## [Directions for this task]
Change "on its own" to "separately" wherever it occurs in the material below. Reproduce every line with nothing else altered.

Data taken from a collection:
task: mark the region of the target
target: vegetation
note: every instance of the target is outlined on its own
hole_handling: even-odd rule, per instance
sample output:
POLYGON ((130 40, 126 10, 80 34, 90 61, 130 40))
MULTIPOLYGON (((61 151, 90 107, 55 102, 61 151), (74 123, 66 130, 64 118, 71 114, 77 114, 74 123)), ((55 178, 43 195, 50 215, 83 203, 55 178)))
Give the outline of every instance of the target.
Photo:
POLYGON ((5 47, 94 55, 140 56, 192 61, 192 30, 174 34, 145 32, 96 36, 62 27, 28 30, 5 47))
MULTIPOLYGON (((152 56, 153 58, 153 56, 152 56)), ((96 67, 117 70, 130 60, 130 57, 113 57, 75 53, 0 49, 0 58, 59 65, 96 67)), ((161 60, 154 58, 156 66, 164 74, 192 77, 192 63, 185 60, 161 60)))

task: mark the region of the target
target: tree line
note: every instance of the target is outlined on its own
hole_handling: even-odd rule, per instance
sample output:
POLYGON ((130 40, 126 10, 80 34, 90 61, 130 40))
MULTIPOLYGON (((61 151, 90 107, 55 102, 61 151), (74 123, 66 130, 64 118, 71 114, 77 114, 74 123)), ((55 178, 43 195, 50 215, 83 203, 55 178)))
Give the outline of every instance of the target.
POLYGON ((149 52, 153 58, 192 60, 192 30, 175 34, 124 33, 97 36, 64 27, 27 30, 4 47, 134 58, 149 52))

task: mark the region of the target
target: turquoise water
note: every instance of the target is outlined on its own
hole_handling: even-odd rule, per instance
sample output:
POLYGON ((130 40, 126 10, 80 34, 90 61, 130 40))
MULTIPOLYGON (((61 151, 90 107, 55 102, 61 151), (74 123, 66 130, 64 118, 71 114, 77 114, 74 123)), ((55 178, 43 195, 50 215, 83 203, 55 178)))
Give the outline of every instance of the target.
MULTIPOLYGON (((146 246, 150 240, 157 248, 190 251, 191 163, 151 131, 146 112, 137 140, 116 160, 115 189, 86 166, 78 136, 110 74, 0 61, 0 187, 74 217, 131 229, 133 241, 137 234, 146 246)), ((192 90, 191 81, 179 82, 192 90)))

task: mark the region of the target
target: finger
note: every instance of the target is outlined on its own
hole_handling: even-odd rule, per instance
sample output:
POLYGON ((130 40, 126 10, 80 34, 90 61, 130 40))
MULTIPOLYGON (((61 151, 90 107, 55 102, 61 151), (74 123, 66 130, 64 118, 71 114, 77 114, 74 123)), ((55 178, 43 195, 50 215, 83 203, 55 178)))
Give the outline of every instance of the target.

## [Answer to this task]
task: mark the region of the target
target: vegetation
note: every instance of the target is outlined separately
hole_handling: even-odd rule, per instance
sample output:
POLYGON ((130 40, 126 10, 80 34, 90 61, 130 40))
MULTIPOLYGON (((61 151, 90 107, 55 102, 61 151), (74 123, 66 130, 64 118, 71 114, 77 114, 74 123)), ((55 178, 43 195, 50 215, 83 203, 55 178)))
Give the outline of every instance of the target.
Photo:
POLYGON ((5 47, 94 55, 140 56, 192 61, 192 30, 174 34, 145 32, 96 36, 62 27, 28 30, 5 47))
MULTIPOLYGON (((152 56, 153 58, 153 56, 152 56)), ((96 67, 117 70, 130 60, 130 57, 113 57, 75 53, 0 49, 0 58, 59 65, 96 67)), ((161 60, 154 58, 156 66, 164 74, 192 77, 192 63, 185 60, 161 60)))

task: mark the region of the target
target: tree line
note: every instance of the target is outlined separately
hole_handling: even-odd rule, per instance
sample output:
POLYGON ((130 40, 126 10, 80 34, 90 61, 130 40))
MULTIPOLYGON (((61 151, 90 107, 55 102, 61 151), (74 123, 66 130, 64 118, 71 114, 77 114, 74 123)), ((55 178, 43 195, 50 215, 83 203, 55 178)))
Give the outline of every instance of the target.
POLYGON ((149 52, 153 58, 192 60, 192 30, 175 34, 124 33, 97 36, 64 27, 27 30, 4 47, 134 58, 149 52))

task: mark the region of the target
target: turquoise water
note: every instance of the target is outlined separately
hole_handling: even-odd rule, per instance
sample output:
POLYGON ((130 40, 126 10, 80 34, 90 61, 130 40))
MULTIPOLYGON (((61 151, 90 107, 55 102, 61 151), (74 123, 66 130, 64 118, 71 114, 77 114, 74 123)), ((55 178, 43 195, 50 215, 83 203, 55 178)))
Give the outline of every instance of the target.
MULTIPOLYGON (((146 246, 150 240, 157 248, 190 251, 191 163, 151 131, 146 112, 137 140, 116 160, 115 189, 86 166, 78 136, 110 74, 0 61, 0 187, 74 217, 131 229, 133 241, 137 234, 146 246)), ((192 90, 191 81, 179 82, 192 90)))

task: mark the region of the target
target: finger
note: every instance of the target is outlined separately
hole_handling: even-odd rule, per instance
sample output:
POLYGON ((130 40, 126 10, 80 34, 90 61, 130 40))
MULTIPOLYGON (((61 151, 90 107, 55 102, 61 151), (74 123, 66 130, 64 118, 71 114, 77 114, 74 123)), ((55 178, 43 195, 50 215, 83 203, 55 178)))
Give the outline of every instance of the target.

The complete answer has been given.